[Start of section]

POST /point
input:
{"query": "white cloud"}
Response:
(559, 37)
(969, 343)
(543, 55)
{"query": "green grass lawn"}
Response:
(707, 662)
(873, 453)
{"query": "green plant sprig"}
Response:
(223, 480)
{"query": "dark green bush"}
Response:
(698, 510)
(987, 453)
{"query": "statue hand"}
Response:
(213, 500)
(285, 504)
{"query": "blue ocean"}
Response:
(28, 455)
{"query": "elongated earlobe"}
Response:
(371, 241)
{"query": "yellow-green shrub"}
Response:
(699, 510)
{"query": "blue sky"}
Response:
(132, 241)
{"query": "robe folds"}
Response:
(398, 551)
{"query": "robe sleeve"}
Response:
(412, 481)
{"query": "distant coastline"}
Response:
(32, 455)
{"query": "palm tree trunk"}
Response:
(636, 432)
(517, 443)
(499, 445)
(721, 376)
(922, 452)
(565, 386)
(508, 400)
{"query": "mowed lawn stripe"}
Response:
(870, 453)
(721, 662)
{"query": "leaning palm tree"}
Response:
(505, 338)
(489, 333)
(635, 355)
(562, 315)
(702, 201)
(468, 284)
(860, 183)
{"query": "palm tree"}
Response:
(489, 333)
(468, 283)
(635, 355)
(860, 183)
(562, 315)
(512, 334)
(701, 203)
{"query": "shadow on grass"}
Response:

[End of section]

• [AIM OF THE EXERCISE]
Once you have checked every line of the material above, return the ones that hold the string "tree".

• [TASK ANSWER]
{"query": "palm tree trunk"}
{"query": "leaning palm tree"}
{"query": "palm tree"}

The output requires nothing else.